== Segment start ==

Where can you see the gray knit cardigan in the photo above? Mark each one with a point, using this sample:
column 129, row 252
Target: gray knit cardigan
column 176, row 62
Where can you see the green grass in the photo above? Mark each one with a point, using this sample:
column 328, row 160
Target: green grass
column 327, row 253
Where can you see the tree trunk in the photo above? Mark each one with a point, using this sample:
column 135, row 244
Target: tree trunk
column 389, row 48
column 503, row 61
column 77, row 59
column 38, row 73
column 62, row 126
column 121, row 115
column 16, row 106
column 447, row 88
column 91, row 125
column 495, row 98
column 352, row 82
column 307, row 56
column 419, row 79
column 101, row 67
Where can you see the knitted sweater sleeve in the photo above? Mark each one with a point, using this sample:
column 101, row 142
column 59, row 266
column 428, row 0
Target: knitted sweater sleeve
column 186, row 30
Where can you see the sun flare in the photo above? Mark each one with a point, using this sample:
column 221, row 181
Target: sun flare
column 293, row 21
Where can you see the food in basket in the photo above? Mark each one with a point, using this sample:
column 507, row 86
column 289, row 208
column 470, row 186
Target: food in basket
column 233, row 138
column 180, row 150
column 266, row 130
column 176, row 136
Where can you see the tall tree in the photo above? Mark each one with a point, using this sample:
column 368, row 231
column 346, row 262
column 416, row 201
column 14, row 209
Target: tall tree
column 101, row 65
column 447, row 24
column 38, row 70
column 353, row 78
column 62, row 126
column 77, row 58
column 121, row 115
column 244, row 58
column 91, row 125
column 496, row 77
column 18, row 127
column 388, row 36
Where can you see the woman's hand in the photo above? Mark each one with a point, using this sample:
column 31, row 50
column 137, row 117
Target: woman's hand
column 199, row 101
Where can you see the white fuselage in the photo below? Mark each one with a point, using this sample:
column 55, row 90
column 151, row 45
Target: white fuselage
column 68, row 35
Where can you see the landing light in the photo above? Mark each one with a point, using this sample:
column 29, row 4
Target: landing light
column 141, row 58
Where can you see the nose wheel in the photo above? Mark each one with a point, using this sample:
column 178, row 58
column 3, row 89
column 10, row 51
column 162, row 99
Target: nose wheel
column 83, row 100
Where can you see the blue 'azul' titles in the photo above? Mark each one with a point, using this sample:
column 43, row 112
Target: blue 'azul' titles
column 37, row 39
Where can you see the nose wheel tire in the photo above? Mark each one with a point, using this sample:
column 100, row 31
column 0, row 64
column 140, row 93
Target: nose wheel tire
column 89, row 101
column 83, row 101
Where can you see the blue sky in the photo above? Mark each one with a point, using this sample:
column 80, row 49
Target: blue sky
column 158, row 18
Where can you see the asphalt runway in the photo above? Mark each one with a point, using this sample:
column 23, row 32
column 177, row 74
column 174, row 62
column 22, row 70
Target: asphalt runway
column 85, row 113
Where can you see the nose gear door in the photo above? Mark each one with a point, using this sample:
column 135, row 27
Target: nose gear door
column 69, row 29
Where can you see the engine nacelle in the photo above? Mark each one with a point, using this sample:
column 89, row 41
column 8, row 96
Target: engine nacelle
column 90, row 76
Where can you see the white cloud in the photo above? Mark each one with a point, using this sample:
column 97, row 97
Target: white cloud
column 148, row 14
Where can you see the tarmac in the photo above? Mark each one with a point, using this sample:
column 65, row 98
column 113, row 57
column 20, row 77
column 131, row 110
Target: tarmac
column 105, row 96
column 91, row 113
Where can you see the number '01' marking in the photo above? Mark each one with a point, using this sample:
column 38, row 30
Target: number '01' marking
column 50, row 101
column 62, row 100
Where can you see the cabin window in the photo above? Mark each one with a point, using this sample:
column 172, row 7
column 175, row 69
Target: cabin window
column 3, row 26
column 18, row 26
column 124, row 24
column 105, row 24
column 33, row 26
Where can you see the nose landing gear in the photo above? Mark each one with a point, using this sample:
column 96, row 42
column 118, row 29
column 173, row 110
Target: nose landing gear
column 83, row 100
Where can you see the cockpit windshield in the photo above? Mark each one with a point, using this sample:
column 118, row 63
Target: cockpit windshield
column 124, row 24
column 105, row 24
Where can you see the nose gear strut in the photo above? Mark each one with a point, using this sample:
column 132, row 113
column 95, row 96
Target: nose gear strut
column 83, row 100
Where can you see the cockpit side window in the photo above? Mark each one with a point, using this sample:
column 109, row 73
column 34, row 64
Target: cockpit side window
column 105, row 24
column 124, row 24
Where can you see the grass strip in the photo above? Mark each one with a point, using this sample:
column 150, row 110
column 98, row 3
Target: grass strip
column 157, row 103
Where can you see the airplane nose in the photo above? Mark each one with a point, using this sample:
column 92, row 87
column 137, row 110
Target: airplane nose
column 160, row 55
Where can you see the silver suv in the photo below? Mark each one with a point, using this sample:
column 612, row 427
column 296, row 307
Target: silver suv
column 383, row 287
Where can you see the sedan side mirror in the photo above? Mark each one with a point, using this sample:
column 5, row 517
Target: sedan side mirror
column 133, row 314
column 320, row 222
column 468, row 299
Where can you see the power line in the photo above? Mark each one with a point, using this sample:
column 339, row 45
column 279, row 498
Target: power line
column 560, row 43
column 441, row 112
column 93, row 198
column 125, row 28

== Segment end ==

What is required:
Go through the material above and output exactly the lines from the one containing "column 89, row 41" through the one containing "Where can you see the number".

Exercise result:
column 89, row 41
column 8, row 96
Target: engine nacelle
column 90, row 76
Where can you see the white cloud in the photo above? Mark each one with a point, using this sample:
column 97, row 97
Target: white cloud
column 148, row 14
Where can you see the tarmac in the photo above? Mark each one with a point, using this sample:
column 65, row 98
column 113, row 57
column 20, row 77
column 131, row 110
Target: tarmac
column 105, row 96
column 91, row 113
Where can you see the number '01' marking in the photo above? Mark each one with a point, using this sample:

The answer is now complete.